Return the lines below without any change, everything from the line containing "draw the outline of <item>white cloud</item>" down to the line containing "[[[17,2],[17,0],[5,0],[6,2],[13,2],[13,3],[15,3],[15,2]]]", with both of those lines included.

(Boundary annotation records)
========================
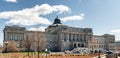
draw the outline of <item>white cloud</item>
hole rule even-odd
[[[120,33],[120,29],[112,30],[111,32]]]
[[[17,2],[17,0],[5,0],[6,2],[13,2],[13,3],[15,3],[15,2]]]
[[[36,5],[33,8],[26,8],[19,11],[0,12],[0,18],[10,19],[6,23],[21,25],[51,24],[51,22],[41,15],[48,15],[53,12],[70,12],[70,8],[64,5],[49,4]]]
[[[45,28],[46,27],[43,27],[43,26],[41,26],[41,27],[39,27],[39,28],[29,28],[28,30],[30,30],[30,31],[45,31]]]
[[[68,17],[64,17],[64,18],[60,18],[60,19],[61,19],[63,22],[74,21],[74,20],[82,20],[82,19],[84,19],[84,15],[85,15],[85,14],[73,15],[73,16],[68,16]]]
========================
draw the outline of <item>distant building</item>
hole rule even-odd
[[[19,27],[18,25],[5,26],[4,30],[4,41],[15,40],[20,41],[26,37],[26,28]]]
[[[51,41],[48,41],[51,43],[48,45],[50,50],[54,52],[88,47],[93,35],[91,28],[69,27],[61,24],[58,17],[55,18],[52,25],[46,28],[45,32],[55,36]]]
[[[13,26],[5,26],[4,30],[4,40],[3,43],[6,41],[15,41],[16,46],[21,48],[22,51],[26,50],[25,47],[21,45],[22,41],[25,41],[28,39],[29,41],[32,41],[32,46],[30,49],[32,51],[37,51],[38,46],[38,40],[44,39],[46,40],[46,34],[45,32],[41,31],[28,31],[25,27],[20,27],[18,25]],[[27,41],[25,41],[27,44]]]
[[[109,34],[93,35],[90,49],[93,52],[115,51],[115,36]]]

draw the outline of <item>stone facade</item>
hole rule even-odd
========================
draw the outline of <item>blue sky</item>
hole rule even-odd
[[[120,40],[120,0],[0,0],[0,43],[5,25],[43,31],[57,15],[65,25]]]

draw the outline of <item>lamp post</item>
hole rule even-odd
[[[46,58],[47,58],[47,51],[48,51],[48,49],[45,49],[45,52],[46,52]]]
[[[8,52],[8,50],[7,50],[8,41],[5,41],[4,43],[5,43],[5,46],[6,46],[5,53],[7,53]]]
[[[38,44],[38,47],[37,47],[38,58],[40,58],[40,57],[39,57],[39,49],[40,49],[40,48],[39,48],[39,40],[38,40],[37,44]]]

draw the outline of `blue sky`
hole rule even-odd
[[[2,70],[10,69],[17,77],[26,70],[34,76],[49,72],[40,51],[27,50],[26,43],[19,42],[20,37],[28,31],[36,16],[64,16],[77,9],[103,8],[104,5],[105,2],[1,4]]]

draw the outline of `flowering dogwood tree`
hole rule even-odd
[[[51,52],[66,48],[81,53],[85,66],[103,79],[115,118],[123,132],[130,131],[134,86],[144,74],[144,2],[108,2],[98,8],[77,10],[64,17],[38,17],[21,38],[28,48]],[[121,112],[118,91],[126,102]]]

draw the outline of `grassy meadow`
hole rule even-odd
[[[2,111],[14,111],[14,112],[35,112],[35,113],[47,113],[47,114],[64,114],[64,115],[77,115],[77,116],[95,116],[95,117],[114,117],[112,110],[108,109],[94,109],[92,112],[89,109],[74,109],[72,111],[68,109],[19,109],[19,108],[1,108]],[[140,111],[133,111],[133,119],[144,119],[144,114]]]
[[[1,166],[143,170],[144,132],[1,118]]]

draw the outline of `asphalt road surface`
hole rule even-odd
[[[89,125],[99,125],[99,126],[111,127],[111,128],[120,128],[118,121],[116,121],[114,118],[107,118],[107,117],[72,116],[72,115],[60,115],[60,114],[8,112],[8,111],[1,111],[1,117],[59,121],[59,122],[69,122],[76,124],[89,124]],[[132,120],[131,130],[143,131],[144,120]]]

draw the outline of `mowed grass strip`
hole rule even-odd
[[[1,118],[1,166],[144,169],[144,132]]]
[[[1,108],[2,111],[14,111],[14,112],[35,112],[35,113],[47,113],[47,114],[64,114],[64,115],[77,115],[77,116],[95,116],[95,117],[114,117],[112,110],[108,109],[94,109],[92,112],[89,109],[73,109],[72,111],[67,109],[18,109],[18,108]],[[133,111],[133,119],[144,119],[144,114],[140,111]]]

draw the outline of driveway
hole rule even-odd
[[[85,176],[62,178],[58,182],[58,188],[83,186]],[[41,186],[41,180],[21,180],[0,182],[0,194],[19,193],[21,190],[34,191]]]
========================
- **Worked solution**
draw the outline of <item>white cloud</item>
hole rule even-odd
[[[120,33],[120,29],[112,30],[111,32]]]
[[[17,2],[17,0],[5,0],[6,2],[13,2],[13,3],[15,3],[15,2]]]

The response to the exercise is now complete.